En 1861 se publicó Consideraciones sobre el gobierno representativo, una de las obras más influyentes de John Stuart Mill en la génesis de la ciencia política. Aquí podemos identificar dos preguntas fundamentales que han marcado la discusión en el ámbito de lo que posteriormente se ha venido a denominar democracia representativa, hasta nuestros tiempos: ¿quién puede ser elegido? y ¿quién puede elegir? Cabe indicar, como bien señala Daniel Gaxie en La democracia representativa (ed. cast.: 2004), que los diversos elementos constitutivos de la democracia representativa progresivamente se desarrollaron durante el siglo XIX.
Una obra que profundiza y orienta muy seriamente esta discusión es la del profesor y filósofo francés Bernard Manin titulada Los principios del gobierno representativo (ed. cast.: 1998). Aquí se pregunta cómo podemos entender la representación política al pasar de una democracia de partidos a una democracia de masas, de la videopolítica —como la refería Giovanni Sartori— a la democracia digital (e-democracy).

- APLICA LO LEÍDO -
• A. Traduce al inglés esta oración del texto sobre la democracia representativa: «En 1861 se publicó Consideraciones sobre el gobierno representativo, una de las obras más influyentes de John Stuart Mill en la génesis de la ciencia política.»
• B. Copia el pasaje del texto sobre la democracia representativa que empieza en «Una obra que» y termina después de «democracia digital (e-democracy).», cambiando «filósofo» por «pensador».

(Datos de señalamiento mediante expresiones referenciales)
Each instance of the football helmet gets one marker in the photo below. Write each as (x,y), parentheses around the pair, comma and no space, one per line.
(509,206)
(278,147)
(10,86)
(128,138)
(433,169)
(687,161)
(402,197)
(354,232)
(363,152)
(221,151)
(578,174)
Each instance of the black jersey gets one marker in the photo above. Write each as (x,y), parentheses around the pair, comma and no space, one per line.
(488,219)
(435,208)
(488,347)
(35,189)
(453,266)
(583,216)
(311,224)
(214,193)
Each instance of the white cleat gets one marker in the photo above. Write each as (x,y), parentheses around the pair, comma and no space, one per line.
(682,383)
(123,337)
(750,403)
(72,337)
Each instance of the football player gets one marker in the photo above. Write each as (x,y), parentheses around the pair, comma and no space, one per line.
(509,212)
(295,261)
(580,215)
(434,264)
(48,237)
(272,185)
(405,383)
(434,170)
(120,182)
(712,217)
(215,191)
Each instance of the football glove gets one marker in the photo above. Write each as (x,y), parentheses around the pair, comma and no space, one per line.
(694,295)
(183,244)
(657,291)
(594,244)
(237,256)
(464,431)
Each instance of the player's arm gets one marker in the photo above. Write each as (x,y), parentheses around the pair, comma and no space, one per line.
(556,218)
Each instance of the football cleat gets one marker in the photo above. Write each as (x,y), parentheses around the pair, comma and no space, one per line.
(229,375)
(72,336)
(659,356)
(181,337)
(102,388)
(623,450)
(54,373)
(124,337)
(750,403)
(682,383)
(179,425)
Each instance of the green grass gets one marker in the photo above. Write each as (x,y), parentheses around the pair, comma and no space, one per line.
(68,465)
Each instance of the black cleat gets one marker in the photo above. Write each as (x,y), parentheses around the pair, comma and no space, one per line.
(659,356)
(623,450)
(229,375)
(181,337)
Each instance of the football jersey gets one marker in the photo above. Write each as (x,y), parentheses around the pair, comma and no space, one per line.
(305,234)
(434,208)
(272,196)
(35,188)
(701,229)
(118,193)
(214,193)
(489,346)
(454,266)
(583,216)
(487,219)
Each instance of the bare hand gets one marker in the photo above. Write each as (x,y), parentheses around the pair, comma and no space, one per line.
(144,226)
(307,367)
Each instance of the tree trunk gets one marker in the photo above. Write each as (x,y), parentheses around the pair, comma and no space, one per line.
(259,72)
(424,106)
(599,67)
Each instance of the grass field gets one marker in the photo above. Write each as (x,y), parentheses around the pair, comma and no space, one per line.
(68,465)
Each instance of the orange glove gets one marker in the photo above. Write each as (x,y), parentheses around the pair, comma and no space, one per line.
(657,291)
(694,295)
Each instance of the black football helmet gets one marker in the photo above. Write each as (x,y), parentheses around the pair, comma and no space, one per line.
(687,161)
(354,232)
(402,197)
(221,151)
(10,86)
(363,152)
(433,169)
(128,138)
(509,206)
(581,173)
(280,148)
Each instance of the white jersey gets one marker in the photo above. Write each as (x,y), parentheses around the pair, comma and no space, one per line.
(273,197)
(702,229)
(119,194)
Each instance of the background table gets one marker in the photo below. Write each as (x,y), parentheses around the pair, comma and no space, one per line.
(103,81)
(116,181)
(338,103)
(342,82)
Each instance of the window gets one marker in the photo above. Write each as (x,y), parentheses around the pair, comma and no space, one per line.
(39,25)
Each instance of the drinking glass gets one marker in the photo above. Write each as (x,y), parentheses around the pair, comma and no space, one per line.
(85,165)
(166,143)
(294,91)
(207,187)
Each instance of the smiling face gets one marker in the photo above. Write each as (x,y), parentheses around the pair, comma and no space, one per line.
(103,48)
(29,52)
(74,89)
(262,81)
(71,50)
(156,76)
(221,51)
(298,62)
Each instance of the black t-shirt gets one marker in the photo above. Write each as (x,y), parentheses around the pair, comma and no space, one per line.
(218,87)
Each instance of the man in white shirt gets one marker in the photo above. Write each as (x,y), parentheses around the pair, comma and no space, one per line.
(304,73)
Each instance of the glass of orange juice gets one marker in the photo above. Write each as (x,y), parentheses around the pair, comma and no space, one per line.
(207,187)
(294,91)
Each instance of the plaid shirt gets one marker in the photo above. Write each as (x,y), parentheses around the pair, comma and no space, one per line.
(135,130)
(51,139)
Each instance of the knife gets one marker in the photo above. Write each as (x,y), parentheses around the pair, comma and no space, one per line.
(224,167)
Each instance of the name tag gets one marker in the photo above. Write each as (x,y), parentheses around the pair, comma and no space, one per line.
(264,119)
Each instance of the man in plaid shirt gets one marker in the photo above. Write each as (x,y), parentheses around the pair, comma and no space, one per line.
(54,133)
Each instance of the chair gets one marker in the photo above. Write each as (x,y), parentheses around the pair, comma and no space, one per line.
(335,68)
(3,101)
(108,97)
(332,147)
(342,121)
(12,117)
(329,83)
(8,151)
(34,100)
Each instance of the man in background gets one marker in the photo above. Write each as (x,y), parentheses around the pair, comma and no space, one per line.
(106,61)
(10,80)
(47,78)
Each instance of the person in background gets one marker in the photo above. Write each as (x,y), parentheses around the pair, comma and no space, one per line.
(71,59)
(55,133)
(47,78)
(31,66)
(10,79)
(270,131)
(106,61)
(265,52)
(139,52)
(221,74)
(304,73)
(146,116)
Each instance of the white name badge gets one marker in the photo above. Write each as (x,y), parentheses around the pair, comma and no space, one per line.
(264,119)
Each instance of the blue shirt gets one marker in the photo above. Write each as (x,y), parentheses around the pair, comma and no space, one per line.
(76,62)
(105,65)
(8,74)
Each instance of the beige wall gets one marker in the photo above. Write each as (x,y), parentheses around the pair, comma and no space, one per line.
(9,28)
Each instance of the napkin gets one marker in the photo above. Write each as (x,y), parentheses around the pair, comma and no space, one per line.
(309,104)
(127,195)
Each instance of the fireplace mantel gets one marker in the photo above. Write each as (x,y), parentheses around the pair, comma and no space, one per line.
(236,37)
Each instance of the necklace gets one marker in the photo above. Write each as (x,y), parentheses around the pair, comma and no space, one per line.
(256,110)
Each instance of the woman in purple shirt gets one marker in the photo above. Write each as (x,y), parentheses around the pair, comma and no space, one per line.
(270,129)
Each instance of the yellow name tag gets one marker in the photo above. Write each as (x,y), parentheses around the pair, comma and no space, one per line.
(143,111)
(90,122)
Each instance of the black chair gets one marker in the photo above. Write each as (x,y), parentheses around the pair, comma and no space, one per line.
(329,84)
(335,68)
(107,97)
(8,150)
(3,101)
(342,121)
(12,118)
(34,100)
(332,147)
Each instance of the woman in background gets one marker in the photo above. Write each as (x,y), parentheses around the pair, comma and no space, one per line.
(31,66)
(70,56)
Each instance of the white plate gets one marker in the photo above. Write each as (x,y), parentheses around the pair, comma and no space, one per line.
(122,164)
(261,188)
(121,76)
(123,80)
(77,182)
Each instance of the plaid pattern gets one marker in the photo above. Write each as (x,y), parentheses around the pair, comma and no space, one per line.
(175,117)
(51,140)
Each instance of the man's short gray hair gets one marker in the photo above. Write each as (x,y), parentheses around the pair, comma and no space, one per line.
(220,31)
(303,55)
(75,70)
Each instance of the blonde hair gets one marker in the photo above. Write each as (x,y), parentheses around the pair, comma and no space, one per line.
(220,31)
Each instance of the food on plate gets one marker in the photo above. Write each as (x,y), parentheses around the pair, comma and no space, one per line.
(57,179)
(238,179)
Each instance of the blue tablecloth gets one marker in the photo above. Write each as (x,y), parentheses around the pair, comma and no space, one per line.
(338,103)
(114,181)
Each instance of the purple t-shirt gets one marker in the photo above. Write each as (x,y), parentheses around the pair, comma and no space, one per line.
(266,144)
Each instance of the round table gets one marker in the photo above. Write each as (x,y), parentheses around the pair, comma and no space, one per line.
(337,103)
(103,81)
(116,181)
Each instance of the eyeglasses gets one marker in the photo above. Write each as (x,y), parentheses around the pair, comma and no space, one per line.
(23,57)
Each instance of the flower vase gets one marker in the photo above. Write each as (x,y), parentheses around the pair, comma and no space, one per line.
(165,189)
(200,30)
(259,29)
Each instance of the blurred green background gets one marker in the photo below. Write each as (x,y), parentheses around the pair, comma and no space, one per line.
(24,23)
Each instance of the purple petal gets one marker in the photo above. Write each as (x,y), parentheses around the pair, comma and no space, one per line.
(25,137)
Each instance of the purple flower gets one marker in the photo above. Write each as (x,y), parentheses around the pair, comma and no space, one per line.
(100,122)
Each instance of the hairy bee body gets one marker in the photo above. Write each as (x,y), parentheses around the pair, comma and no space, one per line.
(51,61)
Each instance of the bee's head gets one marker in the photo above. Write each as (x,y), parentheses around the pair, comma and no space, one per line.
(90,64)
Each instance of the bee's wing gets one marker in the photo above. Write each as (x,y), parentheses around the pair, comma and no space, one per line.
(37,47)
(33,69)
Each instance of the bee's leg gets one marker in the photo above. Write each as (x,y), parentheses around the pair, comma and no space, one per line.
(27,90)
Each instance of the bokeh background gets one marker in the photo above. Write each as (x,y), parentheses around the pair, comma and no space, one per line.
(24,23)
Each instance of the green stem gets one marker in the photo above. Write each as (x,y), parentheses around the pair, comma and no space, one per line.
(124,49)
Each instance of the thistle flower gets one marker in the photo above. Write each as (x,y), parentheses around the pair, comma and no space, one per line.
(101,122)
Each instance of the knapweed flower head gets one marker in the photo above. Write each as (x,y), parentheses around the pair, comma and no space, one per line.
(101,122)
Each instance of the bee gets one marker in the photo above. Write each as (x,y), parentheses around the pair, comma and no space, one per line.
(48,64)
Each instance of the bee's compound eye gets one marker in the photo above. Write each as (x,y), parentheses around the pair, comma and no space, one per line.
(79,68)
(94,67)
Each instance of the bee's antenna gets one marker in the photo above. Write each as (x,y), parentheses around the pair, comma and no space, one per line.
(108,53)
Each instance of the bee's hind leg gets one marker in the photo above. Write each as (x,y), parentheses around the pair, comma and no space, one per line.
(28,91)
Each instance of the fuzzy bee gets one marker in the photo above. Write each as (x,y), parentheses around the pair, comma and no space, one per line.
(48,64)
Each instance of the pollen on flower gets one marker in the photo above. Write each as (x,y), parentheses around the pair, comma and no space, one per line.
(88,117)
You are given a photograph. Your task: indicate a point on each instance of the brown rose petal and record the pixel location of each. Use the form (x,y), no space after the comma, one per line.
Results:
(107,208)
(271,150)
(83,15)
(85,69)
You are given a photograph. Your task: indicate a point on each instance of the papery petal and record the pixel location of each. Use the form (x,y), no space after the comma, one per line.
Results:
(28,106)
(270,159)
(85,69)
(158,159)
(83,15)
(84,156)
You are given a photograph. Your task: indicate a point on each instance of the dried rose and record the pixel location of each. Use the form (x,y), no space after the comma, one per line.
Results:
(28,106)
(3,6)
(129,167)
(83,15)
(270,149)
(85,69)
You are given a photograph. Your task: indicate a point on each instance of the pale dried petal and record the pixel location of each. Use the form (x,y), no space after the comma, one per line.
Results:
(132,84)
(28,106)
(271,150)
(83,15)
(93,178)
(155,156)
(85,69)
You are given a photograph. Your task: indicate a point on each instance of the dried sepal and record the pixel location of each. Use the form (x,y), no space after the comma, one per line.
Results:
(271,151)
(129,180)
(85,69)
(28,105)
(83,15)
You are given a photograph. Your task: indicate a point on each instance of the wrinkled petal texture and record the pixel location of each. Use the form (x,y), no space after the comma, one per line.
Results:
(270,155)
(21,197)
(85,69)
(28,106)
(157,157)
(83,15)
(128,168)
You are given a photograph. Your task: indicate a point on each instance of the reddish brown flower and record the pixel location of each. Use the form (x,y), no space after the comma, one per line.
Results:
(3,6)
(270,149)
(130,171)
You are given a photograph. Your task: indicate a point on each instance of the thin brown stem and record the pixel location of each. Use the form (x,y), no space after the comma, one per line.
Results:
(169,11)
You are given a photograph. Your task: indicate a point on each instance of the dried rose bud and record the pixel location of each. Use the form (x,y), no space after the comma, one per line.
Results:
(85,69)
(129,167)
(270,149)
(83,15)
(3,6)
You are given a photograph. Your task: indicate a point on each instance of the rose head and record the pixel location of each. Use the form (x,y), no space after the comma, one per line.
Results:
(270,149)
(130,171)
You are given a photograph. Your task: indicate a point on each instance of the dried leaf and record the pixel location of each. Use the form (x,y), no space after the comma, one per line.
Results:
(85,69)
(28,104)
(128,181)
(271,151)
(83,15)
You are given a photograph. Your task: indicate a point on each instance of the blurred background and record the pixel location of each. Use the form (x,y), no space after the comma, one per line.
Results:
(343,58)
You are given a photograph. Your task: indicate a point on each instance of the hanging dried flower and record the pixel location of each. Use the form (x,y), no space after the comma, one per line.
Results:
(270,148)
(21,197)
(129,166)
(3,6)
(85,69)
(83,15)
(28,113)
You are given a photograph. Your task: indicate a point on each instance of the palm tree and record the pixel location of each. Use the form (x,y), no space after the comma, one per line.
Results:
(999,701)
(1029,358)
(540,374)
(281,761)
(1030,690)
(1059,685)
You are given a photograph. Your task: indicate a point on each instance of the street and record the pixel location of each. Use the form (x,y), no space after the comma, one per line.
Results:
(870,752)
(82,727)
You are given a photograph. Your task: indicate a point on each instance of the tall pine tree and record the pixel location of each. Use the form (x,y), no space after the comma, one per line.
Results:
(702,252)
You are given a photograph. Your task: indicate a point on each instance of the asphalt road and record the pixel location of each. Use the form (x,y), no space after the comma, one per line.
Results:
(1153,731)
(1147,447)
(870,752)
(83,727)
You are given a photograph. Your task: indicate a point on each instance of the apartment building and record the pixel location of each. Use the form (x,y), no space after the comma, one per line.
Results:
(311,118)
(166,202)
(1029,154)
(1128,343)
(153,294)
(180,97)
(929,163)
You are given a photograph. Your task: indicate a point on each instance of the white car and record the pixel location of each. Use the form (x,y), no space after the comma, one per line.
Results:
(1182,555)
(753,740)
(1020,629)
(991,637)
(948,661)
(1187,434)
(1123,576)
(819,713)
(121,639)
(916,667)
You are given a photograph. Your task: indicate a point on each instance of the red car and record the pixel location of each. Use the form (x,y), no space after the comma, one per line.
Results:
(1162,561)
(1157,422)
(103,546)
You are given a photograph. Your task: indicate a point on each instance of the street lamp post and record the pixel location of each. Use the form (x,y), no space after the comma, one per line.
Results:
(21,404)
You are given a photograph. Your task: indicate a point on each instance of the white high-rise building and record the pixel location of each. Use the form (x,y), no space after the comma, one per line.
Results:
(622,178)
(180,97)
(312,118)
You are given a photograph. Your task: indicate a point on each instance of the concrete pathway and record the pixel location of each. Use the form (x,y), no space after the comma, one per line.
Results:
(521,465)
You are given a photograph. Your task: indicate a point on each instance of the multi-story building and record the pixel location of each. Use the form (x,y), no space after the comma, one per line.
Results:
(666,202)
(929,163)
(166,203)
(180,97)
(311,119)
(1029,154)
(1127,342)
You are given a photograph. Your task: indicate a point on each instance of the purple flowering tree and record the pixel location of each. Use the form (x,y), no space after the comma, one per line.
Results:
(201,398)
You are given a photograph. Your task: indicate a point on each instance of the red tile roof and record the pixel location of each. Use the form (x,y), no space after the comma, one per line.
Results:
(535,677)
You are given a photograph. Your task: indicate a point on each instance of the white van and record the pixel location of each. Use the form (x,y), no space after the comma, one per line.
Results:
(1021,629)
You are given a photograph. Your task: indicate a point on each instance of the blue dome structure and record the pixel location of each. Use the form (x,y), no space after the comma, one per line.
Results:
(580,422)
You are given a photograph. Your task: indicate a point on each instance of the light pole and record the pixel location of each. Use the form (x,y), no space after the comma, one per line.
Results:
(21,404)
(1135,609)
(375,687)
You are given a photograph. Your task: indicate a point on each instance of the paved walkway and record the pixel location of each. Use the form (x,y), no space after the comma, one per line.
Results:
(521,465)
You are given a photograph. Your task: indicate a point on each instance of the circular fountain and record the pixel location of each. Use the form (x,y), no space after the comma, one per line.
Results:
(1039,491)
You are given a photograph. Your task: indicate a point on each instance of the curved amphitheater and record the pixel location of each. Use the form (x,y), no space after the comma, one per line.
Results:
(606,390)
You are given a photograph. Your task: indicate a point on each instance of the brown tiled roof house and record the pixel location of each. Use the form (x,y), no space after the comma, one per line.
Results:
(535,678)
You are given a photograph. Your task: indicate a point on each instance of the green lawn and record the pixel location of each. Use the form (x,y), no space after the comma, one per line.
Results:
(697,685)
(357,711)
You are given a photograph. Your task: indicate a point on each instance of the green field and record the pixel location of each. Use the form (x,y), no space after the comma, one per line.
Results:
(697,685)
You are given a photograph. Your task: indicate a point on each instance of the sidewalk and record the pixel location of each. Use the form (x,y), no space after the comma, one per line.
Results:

- RESPUESTAS A CONTINUACIÓN -
• A. Considerations on Representative Government, one of John Stuart Mill's most influential works in the genesis of political science, was published in 1861.

• B.
Una obra que profundiza y orienta muy seriamente esta discusión es la del profesor y pensador francés Bernard Manin titulada Los principios del gobierno representativo (ed. cast.: 1998). Aquí se pregunta cómo podemos entender la representación política al pasar de una democracia de partidos a una democracia de masas, de la videopolítica —como la refería Giovanni Sartori— a la democracia digital (e-democracy).